DATA FOR THE TASK >>

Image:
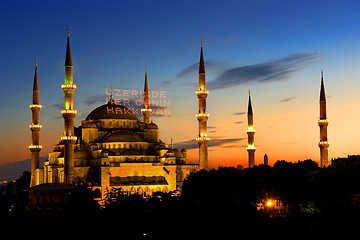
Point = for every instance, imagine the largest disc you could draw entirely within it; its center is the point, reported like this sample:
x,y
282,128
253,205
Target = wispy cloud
x,y
191,144
287,99
270,71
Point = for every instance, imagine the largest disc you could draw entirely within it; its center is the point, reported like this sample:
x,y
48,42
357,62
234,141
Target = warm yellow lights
x,y
35,146
35,126
323,121
72,111
68,138
71,86
35,106
202,92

TASK GOAL >> Quote the records in full and exactly; skip any image.

RESULT BELOW >>
Image:
Point = for every instance, imagine the largest disc you could draw entirely within it; its center is the point, reported like this sample:
x,y
282,128
253,205
Target = wispy cloud
x,y
191,144
287,99
270,71
Point = for every instance, imagine the largest disc you could draw entirely within it; its center is the point, reported like this sample:
x,y
48,42
357,62
234,141
Target = warm yellow lights
x,y
35,146
35,126
323,121
72,111
68,138
71,86
35,106
202,92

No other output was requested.